= AUFGABE =
Zähle bitte, in wie vielen Zeilen der folgenden Datensätze die Zeichenfolge „sleeve“ vorkommt. Gib nur die Zahl an.

= BEREITGESTELLTE DATEN =
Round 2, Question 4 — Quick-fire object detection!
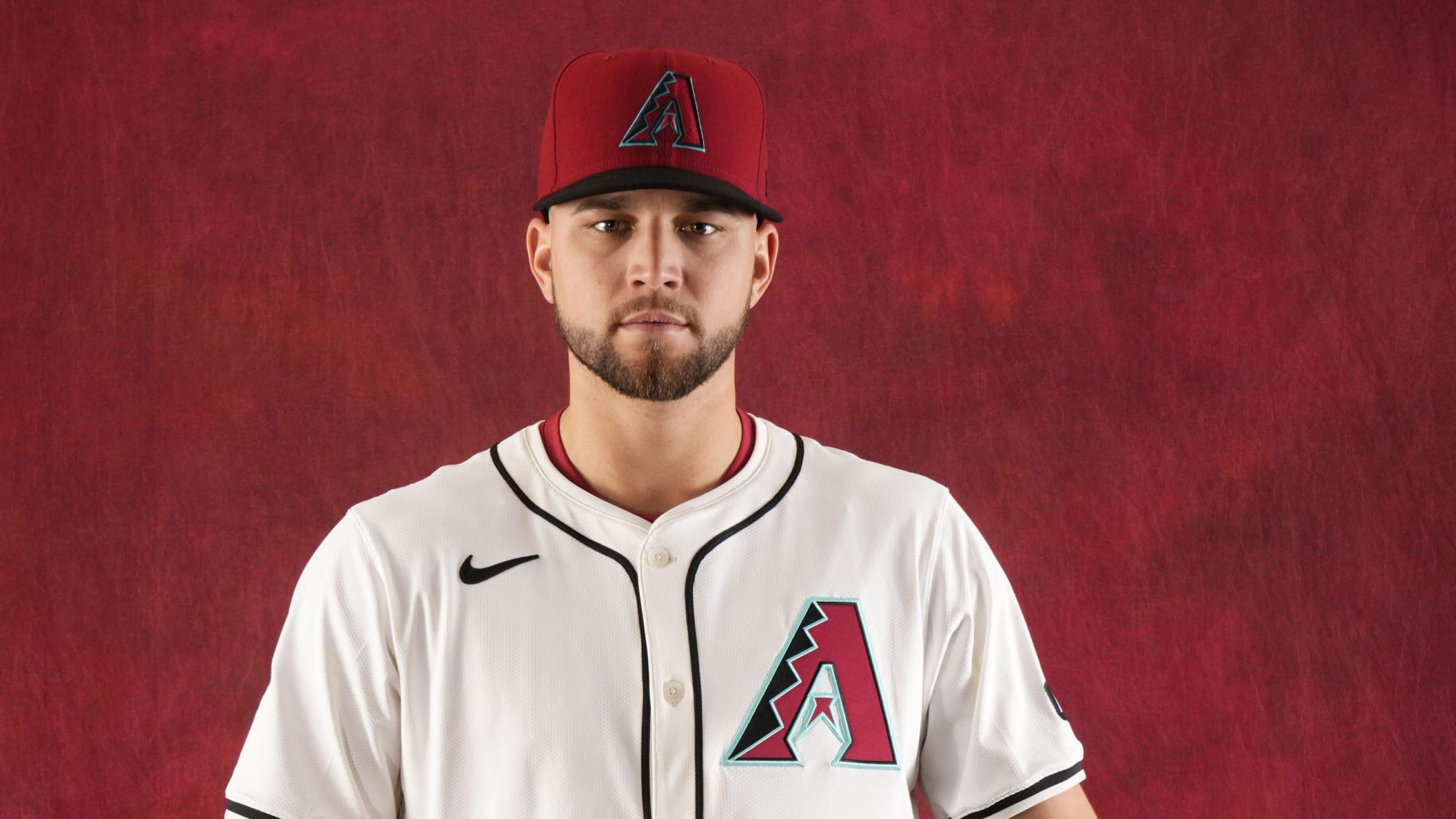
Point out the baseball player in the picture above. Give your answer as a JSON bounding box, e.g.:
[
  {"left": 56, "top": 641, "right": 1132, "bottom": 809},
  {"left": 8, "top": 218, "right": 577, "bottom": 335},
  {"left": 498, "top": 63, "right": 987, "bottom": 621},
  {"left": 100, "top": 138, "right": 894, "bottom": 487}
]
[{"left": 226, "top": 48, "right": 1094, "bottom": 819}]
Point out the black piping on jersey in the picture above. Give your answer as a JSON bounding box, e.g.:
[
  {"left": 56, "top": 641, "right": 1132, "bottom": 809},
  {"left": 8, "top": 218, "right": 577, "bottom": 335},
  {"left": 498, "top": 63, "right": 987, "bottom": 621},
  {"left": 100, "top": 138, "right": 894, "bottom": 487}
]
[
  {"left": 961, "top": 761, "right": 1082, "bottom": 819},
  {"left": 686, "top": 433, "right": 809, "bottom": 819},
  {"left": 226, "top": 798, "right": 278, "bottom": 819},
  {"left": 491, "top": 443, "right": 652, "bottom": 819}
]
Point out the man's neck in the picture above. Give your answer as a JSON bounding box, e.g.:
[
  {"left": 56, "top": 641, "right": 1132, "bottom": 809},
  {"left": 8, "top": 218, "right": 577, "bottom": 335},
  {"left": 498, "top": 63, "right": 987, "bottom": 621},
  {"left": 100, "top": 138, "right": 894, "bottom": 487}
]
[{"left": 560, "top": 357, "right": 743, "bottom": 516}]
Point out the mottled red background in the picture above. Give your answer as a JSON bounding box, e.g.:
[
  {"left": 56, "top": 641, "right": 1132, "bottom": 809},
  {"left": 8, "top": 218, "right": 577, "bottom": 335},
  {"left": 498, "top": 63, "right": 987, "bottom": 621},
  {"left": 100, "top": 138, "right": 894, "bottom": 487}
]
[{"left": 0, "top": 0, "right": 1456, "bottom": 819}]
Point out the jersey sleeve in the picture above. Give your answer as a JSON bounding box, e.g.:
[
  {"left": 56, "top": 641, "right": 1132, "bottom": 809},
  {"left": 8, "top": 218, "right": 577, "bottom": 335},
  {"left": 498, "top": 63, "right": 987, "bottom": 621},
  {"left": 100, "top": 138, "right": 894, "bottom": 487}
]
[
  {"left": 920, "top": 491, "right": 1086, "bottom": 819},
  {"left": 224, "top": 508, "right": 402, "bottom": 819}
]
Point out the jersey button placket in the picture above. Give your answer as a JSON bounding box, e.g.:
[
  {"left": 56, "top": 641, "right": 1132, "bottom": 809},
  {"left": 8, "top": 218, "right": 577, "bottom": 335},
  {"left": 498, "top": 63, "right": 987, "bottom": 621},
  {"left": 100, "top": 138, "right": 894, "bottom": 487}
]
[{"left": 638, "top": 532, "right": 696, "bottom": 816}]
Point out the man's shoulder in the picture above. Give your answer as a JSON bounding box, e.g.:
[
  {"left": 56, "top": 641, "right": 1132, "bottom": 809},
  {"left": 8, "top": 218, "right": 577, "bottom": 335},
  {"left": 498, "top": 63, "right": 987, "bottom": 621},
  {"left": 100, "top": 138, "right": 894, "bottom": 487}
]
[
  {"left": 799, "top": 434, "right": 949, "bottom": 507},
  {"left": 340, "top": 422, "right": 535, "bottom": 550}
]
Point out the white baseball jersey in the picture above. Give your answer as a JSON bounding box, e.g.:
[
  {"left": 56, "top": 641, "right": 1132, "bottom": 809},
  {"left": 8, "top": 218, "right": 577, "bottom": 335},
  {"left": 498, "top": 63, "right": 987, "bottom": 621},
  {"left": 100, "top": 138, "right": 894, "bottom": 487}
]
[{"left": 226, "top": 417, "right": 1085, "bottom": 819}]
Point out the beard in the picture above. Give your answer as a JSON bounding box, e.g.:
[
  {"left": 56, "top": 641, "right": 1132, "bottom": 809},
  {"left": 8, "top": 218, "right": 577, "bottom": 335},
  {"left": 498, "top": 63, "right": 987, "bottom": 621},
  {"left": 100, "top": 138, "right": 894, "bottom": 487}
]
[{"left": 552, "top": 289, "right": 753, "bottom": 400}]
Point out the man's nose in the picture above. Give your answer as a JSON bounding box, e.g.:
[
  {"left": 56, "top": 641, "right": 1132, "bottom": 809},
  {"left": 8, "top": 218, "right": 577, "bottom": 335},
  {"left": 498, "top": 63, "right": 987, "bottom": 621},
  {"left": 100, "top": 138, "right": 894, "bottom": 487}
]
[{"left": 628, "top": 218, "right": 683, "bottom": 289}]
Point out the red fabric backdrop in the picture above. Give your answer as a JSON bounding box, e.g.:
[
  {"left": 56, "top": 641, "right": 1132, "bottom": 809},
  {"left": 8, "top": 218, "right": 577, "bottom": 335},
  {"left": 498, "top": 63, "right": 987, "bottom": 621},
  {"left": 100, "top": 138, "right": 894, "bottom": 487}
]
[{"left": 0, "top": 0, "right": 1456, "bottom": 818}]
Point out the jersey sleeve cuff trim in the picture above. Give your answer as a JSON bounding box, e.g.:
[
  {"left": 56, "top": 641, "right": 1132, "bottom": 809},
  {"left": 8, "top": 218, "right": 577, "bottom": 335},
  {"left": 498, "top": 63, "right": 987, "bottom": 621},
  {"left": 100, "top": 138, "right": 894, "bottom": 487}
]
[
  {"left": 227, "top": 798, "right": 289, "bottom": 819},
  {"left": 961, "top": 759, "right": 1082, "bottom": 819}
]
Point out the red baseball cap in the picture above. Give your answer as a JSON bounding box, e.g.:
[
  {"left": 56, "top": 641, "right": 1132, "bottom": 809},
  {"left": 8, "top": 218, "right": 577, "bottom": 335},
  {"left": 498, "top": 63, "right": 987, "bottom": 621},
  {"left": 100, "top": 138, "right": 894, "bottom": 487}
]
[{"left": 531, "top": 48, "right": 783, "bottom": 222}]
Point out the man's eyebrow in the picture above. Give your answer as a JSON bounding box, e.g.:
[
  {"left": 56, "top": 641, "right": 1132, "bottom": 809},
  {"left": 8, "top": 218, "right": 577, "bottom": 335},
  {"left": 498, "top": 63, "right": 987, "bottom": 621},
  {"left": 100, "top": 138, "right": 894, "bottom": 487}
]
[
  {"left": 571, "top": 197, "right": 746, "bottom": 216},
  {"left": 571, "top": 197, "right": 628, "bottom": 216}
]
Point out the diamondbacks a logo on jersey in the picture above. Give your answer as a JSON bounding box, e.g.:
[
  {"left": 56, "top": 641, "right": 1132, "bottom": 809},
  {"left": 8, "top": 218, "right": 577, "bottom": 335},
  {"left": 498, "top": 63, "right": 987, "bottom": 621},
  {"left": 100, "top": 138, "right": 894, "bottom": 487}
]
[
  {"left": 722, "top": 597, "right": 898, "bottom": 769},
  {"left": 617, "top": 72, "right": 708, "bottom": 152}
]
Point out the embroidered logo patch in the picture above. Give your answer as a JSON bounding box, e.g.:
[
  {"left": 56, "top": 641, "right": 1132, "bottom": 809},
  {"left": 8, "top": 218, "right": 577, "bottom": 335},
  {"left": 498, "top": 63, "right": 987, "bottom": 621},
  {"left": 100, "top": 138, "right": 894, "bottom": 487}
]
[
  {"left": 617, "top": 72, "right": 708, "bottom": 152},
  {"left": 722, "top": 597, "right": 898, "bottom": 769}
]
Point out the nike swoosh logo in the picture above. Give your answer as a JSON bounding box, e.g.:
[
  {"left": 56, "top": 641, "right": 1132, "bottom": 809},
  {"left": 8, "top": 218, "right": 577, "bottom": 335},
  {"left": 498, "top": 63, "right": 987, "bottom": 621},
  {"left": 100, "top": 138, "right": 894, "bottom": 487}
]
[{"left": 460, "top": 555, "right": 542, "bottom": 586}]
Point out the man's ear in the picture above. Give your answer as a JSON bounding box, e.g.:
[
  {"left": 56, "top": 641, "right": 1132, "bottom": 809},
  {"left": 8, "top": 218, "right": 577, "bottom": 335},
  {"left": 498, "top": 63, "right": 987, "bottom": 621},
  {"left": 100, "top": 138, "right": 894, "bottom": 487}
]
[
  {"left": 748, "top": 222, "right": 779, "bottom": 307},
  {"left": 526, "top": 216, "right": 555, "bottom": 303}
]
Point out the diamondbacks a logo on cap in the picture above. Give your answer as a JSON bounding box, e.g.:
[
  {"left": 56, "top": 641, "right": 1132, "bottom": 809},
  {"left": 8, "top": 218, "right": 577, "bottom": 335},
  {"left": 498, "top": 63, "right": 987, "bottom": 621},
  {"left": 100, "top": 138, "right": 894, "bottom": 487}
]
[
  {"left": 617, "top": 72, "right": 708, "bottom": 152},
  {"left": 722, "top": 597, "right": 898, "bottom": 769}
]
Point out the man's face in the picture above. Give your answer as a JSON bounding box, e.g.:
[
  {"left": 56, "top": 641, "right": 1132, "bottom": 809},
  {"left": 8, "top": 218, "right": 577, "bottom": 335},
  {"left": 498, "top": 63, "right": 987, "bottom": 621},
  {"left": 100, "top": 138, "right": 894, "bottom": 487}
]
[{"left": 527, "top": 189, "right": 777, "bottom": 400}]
* * *
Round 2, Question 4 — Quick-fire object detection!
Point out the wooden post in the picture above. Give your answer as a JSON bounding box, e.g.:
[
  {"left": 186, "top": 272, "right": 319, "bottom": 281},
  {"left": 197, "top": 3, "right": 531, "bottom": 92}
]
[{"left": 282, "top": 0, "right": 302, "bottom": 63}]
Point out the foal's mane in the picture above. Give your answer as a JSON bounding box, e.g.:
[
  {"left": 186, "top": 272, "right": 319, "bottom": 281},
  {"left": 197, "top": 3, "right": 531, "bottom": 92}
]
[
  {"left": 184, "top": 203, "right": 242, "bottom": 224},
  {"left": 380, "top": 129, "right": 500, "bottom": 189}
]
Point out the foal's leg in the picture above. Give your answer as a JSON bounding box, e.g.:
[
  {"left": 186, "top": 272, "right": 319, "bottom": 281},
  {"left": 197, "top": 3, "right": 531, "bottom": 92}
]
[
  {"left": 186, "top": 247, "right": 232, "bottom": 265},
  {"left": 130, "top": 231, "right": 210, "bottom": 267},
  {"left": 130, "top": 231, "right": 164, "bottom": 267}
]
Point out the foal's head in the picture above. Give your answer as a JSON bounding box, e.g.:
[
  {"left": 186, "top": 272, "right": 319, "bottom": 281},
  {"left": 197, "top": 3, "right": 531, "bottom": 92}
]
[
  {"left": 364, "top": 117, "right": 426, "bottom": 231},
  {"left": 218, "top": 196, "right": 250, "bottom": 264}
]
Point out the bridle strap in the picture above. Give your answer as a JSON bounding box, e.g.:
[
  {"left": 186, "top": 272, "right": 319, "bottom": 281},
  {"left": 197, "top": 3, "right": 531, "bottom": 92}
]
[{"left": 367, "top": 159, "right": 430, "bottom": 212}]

= LÖSUNG =
2